> **Given request**:
Omit the pictures from the entries below and retype everything else exactly.

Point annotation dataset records
— begin —
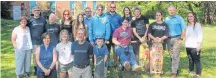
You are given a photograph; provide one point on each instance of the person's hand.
(57, 67)
(92, 43)
(198, 48)
(180, 42)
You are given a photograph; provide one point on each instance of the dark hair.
(127, 19)
(100, 6)
(77, 23)
(160, 13)
(44, 35)
(124, 12)
(195, 18)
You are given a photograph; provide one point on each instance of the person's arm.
(107, 30)
(13, 38)
(38, 61)
(74, 30)
(54, 59)
(183, 29)
(86, 30)
(114, 38)
(136, 34)
(94, 59)
(147, 26)
(90, 31)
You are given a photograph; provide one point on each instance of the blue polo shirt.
(115, 21)
(101, 52)
(175, 24)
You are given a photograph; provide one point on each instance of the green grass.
(207, 56)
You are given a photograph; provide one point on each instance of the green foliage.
(149, 8)
(208, 59)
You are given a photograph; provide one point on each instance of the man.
(37, 28)
(115, 20)
(140, 27)
(81, 51)
(176, 34)
(122, 38)
(88, 15)
(98, 25)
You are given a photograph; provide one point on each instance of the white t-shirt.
(193, 36)
(64, 53)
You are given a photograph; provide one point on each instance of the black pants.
(194, 59)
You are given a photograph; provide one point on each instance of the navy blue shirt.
(101, 52)
(37, 28)
(81, 53)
— end —
> **Written reply**:
You are given a photograph; provide one point on each instance of the person's hand.
(57, 67)
(92, 43)
(198, 48)
(180, 42)
You are given a photograph; provide one point on each instance of the dark hair.
(127, 19)
(100, 6)
(77, 23)
(160, 13)
(44, 35)
(124, 12)
(195, 18)
You are given a photograph; provide one point on each instance of the person's arm.
(107, 30)
(13, 38)
(38, 61)
(74, 30)
(54, 59)
(183, 29)
(86, 30)
(114, 38)
(136, 34)
(94, 59)
(147, 26)
(90, 31)
You are given a photograph; provide one point on each instance of the blue polo shirt.
(115, 21)
(101, 52)
(175, 24)
You are given a photograph; provide one point on each instance of the green grass.
(207, 56)
You are given a photograph; provide one point on each instance of the green foliage.
(149, 8)
(208, 59)
You are given a photograph; provide one point on each instance of the man.
(37, 28)
(115, 20)
(140, 27)
(81, 51)
(176, 34)
(122, 38)
(88, 15)
(98, 25)
You are given a photograph; provide one point on each instance of the white t-shirt.
(193, 36)
(64, 53)
You are given a photograph; provide one point on each instance of the black pants.
(194, 59)
You are given a photograph; provide one point on each instance of the navy blue shirt.
(101, 52)
(37, 28)
(81, 53)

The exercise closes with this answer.